Latihan Singkat - Lanjutkan teks tentang permintaan pariwisata dan wilayah pesisir di bawah ini, mulai setelah kalimat terakhir yang tercantum.

Kutipan Teks -
C. Sisi Demand (Permintaan) atau Tourism Markets. Sisi permintaan ini bisa
dikelompokkan ke dalam berbagai kategori:
1. Wisatawan nusantara (wisnus) yang terbagi lagi menjadi berbagai
sub-kategori, kunjungan sehari dalam radius 90km dan dalam radius
90-200km; dalam transit (lewat dalam perjalanan ke tujuan lain);
menginap 1-2 malam; menginap lebih dari 2 malam, dst.;
2. Wisatawan mancanegara (wisman)sama halnya dengan wisnus,
wisman dapat terbagi lagi menjadi sub-kategori;
3. Di samping lamanya kunjungan dan jauhnya jarak perjalanan, juga
dibagi atas dasar lokasi geografi: Negara asal (tempat tinggal) dan
Kebangsaannya;
4. Motivasi (maksud kunjungan) merupakan salah satu indikasi mengenai
produk yang diinginkan wisatawan, seperti pesiar dengan motivasi
alam, budaya, kesehatan, kunjungan keluarga, keagamaan; bisnis,
konferensi, penelitian, studi (belajar), kunjungan resmi (kenegaraan),
dsb.;
5. Kelompok demografis, laki-laki, perempuan, kelompok usia, kelompok
pekerjaan/ profesi, kelompok penghasilan, dsb.
6. Kelompok Psychografis, gaya hidup, yang antara lain. merinci status
dalam masyarakat, pandangan hidup, selera, dsb.;
Dengan mengenali hal itu semua, perencanaan dapat dilakukan secara
terarah pada hal-hal yang sifatnya berorientasi pada pasar. Pengembangan
kepariwisataan pun menjadi upaya yang efektif dan produktif.
2.3. WILAYAH PESISIR
Wilayah ini merupakan wilayah pertemuan antara darat dan laut. Ke
arah daratan wilayah pesisir meliputi bagian daratan, baik yang kering
maupun yang terndam air, yang masih dipengaruhi oleh sifat-sifat laut, seperti
pasang surut, angin laut, dan perembesan ikan asin. Untuk ke arah laut
wilayahnya mencakup bagian laut yang masih di pengaruhi oleh prose salami
yang terjadi di darat, contohnya sedimentasi dan aliran air tawar, maupun
yang disebabkan oleh kegiatan manusia di darat seperti pencemaran.

Kumpulan Entri -
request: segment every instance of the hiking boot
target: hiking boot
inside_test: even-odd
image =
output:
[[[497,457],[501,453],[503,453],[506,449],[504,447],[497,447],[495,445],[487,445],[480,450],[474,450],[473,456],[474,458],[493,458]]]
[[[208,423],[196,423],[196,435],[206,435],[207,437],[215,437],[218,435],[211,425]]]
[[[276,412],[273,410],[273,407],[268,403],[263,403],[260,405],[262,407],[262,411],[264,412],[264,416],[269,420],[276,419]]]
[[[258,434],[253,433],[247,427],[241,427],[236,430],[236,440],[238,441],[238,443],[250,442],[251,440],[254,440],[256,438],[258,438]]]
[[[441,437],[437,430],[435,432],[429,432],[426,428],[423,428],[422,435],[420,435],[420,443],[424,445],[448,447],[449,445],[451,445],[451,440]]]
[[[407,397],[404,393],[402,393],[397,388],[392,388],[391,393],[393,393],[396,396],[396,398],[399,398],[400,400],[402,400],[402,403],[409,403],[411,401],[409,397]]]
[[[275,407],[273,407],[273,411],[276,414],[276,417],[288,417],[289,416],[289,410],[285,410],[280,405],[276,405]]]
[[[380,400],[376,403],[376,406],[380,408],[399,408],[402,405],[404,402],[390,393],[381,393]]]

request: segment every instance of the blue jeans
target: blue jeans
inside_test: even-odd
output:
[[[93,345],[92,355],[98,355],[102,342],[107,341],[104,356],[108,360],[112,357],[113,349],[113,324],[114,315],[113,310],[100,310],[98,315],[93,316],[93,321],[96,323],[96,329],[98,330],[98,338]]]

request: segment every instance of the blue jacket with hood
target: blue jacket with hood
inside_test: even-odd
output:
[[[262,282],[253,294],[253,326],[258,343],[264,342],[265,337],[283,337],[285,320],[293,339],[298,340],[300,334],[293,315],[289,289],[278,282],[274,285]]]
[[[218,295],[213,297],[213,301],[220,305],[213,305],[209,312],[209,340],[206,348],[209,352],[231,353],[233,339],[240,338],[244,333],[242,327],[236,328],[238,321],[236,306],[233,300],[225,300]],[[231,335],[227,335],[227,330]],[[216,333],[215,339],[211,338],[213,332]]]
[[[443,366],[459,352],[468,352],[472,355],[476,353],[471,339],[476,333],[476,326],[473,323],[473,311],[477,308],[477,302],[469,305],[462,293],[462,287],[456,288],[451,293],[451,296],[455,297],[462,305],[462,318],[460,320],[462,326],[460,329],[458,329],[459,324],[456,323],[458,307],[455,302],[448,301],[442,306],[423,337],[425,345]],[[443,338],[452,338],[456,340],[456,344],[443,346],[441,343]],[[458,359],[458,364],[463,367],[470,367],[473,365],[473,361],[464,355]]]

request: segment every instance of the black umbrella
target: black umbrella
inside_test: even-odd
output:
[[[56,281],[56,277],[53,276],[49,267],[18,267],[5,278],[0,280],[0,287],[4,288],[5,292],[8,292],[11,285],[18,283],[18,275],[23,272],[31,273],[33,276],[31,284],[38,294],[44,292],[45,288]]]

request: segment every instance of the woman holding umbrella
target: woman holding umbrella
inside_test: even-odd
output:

Jawaban Benar -
Banyaknya permukiman yang ada di sekitar pesisir, seperti
permukiman nelayan. Hal inilah yang menjadi penyebab permasalahan yang
ada di wilayah pesisir seperti permasalahan di aspek ekonomi, social, budaya
dan politik masyarakat. Hal inilah yang menjadi dorongan untuk
mengembangkan wilayah pesisir.
2.4. PENGEMBANGAN PARIWISATA WILAYAH PESISIR
Keadaan dan perkembangan masyarakat pesisir sangat tidak
terpisahkan oleh pembangunan di wilayah pesisir. Apalagi di Indonesia
merupakan Negara kepulauan yang memiliki daerah pesisir yang sangat luas.
Tetapi hal ini bertolak belakang dengan keadaan SDM yang ada disana.
Pendidikan masyarakat yang ada disana masih tergolong rendah sehingga
pengembangan daerahnya masih sangat kurang.
Pembangunan wilayah akan lebih berkembang bila memperhatikan
fasilitas-fasilitas yang mendukung guna melengkapi kegiatan penduduk.
Untuk hal ini diperlukan pengembangan sarana dan prasarana dengan
mempermudah aksisibilitas dan transportasi yang ada. Hal ini dikarenakan
pembangunan tidak akan berjalan dengan lancar tanpa ada prasarana yang
baik dan memadahi.
Aspek yang penting dalam suatu pusat pengembangan antara lain :
1. Aspek ekonomi (jasa, pertanian, industri).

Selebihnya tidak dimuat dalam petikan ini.